The war transformed the personal friendship between the two rulers into an enduring strategic alliance between their countries. Jordan began to support Iraq so as to contain the spread of the Islamic Revolution, defend the Arab homeland and protect the Gulf monarchies. A special logistics and supply unit, the Yarmouk Brigade, was formed from exservice volunteers and sent to assist the Iraqi war effort. The Yarmouk Brigade did not take part in actual fighting, but it freed Iraqi personnel for front-line duty. Hussein used his extensive connections abroad to support Iraq in terms of public relations and to explain that Iraq was also defending vital Western interests in keeping the oil flowing and its price down. The Western powers encouraged Hussein to persist in his efforts to mobilize international and Arab support behind Iraq. America in particular looked with favour on the emerging front against Iran because Iran became its main enemy in the region after the fall of the shah. Hussein played a minor part in bringing Saddam and the CIA together to collaborate against the common enemy, but Saddam had his own independent link with the CIA through his half-brother Barzan Takriti, the director of military intelligence who later became ambassador to Geneva. CIA officers warned Saddam twice about plans for coups against him, once in 1979 and once in the early 1980s, and they informed the Jordanians of what they had done. Every time Hussein asked the CIA to support Saddam, the reply was that they had always supported him. And when the Iranians looked like gaining the upper hand, Hussein pleaded with the Americans to give Saddam more tangible support. The general view in Hussein's inner circle was that, had it not been for American support, the Iranians would have crushed Saddam's forces.

Challenge: Reproduce the passage on Jordan's backing of Iraq in the war with Iran word for word, in full.

Listing:
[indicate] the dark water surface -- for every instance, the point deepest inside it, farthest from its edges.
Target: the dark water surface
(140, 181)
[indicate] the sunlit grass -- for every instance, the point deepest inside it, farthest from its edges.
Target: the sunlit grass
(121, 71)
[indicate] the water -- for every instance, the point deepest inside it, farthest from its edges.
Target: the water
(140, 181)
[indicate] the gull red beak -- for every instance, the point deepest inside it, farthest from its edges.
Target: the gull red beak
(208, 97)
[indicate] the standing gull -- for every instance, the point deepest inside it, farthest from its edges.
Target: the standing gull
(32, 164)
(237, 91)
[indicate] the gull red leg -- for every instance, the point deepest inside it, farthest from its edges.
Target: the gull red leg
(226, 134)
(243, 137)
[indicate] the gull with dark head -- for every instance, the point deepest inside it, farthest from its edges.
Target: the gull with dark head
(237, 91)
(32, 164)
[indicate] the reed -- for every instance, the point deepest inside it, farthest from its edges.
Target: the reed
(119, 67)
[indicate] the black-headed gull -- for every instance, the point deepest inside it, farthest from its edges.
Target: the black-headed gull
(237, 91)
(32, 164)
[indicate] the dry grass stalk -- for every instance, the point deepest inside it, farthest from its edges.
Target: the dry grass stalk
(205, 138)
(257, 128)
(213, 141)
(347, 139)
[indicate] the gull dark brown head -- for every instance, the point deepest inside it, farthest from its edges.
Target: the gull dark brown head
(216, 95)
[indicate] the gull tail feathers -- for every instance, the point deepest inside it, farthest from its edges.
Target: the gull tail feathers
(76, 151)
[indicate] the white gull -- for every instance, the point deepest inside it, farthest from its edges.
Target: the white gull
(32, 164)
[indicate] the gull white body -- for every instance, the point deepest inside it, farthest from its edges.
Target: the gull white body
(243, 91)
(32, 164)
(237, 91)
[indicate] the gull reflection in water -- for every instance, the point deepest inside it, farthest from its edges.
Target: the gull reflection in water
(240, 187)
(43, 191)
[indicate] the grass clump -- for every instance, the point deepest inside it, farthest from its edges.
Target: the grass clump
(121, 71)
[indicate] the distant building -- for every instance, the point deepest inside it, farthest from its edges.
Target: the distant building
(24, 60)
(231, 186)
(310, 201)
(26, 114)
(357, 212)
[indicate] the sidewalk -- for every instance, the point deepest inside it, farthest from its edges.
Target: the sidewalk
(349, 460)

The response:
The war transformed the personal friendship between the two rulers into an enduring strategic alliance between their countries. Jordan began to support Iraq so as to contain the spread of the Islamic Revolution, defend the Arab homeland and protect the Gulf monarchies. A special logistics and supply unit, the Yarmouk Brigade, was formed from exservice volunteers and sent to assist the Iraqi war effort. The Yarmouk Brigade did not take part in actual fighting, but it freed Iraqi personnel for front-line duty. Hussein used his extensive connections abroad to support Iraq in terms of public relations and to explain that Iraq was also defending vital Western interests in keeping the oil flowing and its price down. The Western powers encouraged Hussein to persist in his efforts to mobilize international and Arab support behind Iraq. America in particular looked with favour on the emerging front against Iran because Iran became its main enemy in the region after the fall of the shah. Hussein played a minor part in bringing Saddam and the CIA together to collaborate against the common enemy, but Saddam had his own independent link with the CIA through his half-brother Barzan Takriti, the director of military intelligence who later became ambassador to Geneva. CIA officers warned Saddam twice about plans for coups against him, once in 1979 and once in the early 1980s, and they informed the Jordanians of what they had done. Every time Hussein asked the CIA to support Saddam, the reply was that they had always supported him. And when the Iranians looked like gaining the upper hand, Hussein pleaded with the Americans to give Saddam more tangible support. The general view in Hussein's inner circle was that, had it not been for American support, the Iranians would have crushed Saddam's forces.